EXTRACTED TEXT

◆ ◆ ◆

CenturyLink SOC 2 Reports are examination engagements performed by a third party auditor in accordance with AT Section 101, Attest Engagements, of SSAEs (Statement on Standards for Attestation Engagements) using the predefined criteria as outlined in TSP section 100, Trust Services Principles, Criteria, and Illustrations for Security, Availability, Processing Integrity, Confidentiality, and Privacy. A system is designed, implemented, and operated to achieve specific business objectives in accordance with management-specified requirements.
The SOC 2 Report specifically addresses one or more of the following five key system attributes:
- Security — The system is protected against unauthorized access (both physical and logical).
- Availability — The system is available for operation and use as committed or agreed.
- Processing Integrity — System processing is complete, accurate, timely and authorized.
- Confidentiality — Information designated as confidential is protected as committed or agreed.

◆ ◆ ◆

INFORMATION

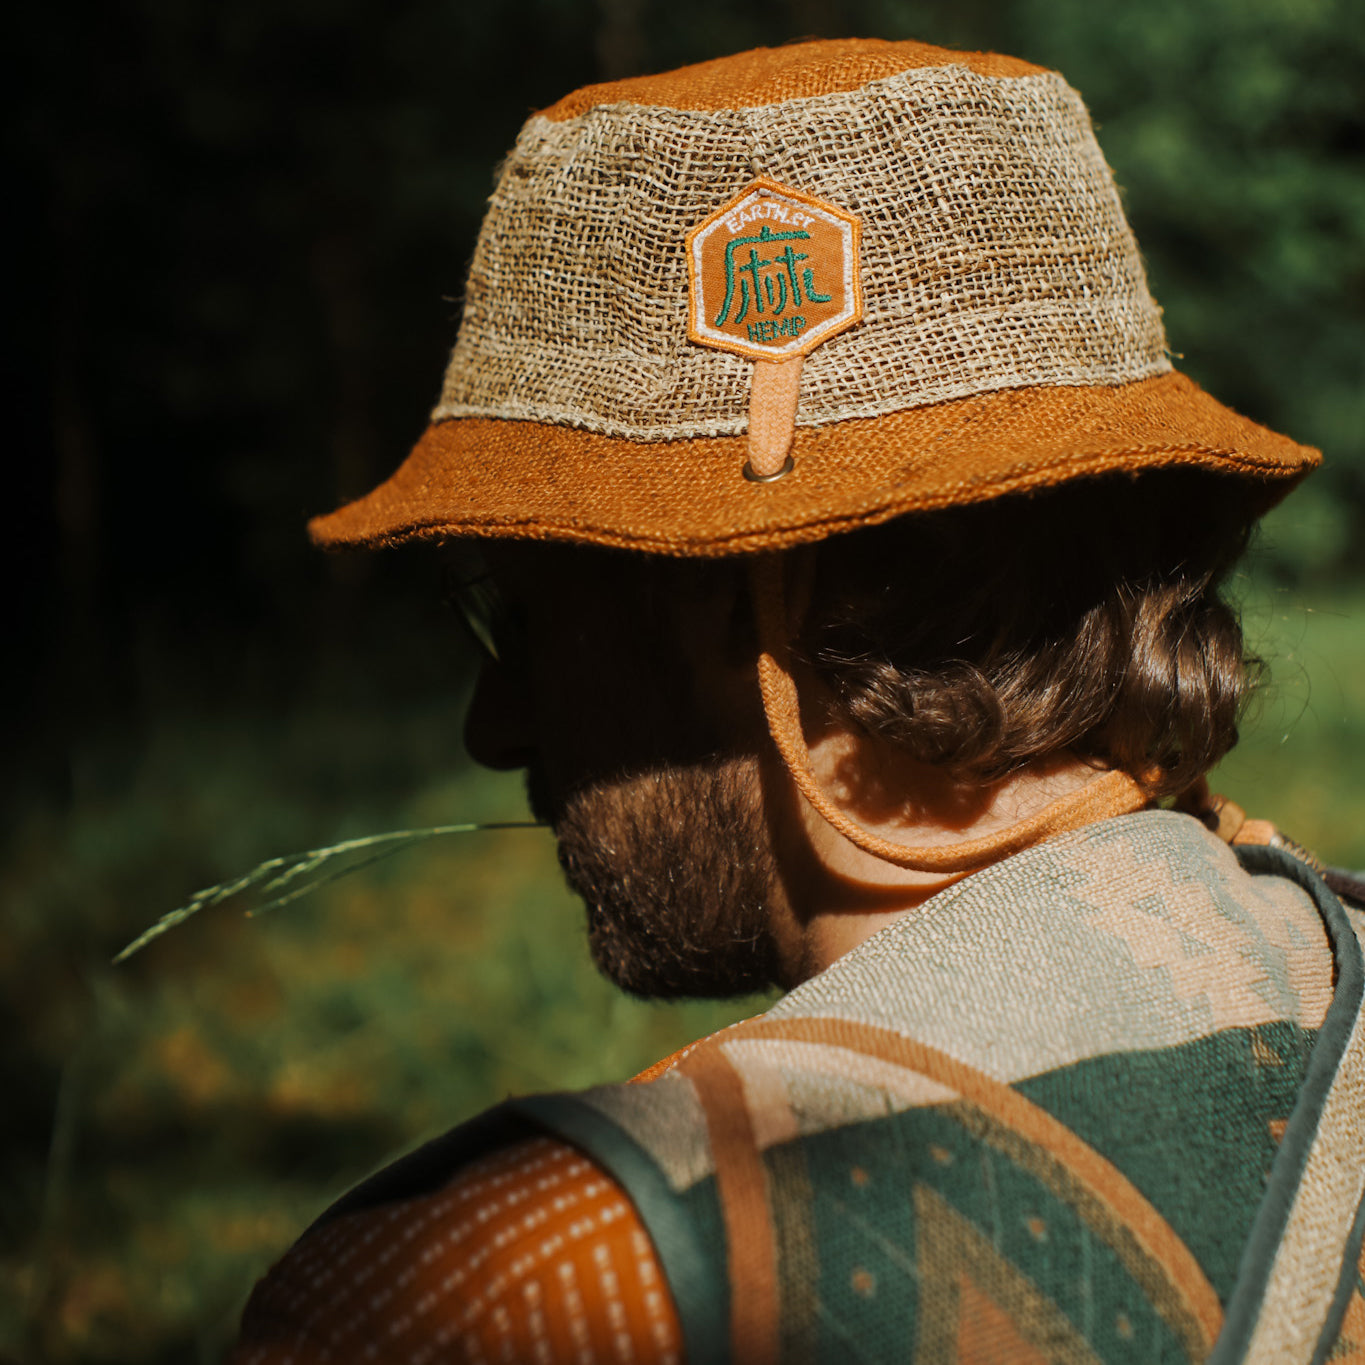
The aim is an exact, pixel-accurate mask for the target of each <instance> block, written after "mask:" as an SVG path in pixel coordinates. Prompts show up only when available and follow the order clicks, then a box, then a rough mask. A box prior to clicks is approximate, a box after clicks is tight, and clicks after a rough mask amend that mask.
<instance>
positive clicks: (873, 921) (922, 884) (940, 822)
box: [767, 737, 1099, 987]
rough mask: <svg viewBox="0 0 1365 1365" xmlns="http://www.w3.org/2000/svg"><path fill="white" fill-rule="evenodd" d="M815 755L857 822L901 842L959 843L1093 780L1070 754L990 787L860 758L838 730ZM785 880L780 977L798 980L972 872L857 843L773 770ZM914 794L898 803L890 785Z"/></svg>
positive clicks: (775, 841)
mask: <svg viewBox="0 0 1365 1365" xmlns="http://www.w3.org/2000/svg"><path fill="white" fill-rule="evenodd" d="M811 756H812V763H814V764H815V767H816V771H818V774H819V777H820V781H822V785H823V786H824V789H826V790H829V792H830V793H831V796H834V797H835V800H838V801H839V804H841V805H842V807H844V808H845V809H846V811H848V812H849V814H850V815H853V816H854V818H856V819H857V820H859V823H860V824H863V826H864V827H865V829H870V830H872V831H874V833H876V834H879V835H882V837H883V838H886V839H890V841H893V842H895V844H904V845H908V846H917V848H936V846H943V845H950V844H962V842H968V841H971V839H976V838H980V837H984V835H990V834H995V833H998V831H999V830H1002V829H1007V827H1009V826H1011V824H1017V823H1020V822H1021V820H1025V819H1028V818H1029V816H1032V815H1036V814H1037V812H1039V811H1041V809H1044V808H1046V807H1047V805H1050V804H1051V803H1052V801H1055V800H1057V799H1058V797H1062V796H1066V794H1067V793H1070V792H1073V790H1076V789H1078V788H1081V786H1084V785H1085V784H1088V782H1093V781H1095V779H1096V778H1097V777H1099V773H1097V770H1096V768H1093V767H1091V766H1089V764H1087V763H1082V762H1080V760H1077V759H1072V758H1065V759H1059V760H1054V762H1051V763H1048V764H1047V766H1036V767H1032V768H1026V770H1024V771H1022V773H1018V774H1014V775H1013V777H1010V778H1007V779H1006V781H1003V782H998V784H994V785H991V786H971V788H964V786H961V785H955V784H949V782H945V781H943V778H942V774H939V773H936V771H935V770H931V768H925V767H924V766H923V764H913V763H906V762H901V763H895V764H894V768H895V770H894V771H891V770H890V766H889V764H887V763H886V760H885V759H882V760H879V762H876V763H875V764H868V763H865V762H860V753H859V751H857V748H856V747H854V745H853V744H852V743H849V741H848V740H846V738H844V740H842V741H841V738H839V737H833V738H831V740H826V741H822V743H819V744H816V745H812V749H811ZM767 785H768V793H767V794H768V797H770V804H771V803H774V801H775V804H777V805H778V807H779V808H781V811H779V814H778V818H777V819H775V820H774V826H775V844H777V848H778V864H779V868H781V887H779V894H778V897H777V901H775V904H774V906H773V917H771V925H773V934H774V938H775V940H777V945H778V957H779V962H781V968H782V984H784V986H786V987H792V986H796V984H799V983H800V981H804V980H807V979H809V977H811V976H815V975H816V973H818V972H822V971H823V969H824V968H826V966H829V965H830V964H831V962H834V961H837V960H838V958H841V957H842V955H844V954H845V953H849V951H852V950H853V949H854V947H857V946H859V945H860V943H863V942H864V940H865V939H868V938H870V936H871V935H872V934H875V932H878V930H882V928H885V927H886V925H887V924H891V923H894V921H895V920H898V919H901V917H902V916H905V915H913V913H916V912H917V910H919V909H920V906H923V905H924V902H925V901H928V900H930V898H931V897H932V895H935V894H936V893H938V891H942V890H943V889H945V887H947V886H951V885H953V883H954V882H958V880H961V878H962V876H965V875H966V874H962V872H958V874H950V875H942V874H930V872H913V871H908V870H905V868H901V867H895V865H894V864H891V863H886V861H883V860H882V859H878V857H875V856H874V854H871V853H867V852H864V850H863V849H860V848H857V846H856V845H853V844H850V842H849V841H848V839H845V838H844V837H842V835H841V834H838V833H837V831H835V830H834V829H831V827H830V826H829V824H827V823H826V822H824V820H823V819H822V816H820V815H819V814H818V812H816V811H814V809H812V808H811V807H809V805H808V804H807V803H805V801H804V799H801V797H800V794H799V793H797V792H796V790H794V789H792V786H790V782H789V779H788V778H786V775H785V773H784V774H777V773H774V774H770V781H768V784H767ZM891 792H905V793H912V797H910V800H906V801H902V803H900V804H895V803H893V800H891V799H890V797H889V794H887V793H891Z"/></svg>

◆ ◆ ◆

INSTRUCTIONS
#1 In the SOC 2 text, switch "unauthorized" to "unapproved" and give the passage starting at "The SOC 2 Report" and ending at "physical and logical).".
#2 According to the SOC 2 text, who performs the examination engagements behind CenturyLink SOC 2 Reports?

TASK RESPONSES
#1
The SOC 2 Report specifically addresses one or more of the following five key system attributes:
- Security — The system is protected against unapproved access (both physical and logical).

#2 A third party auditor.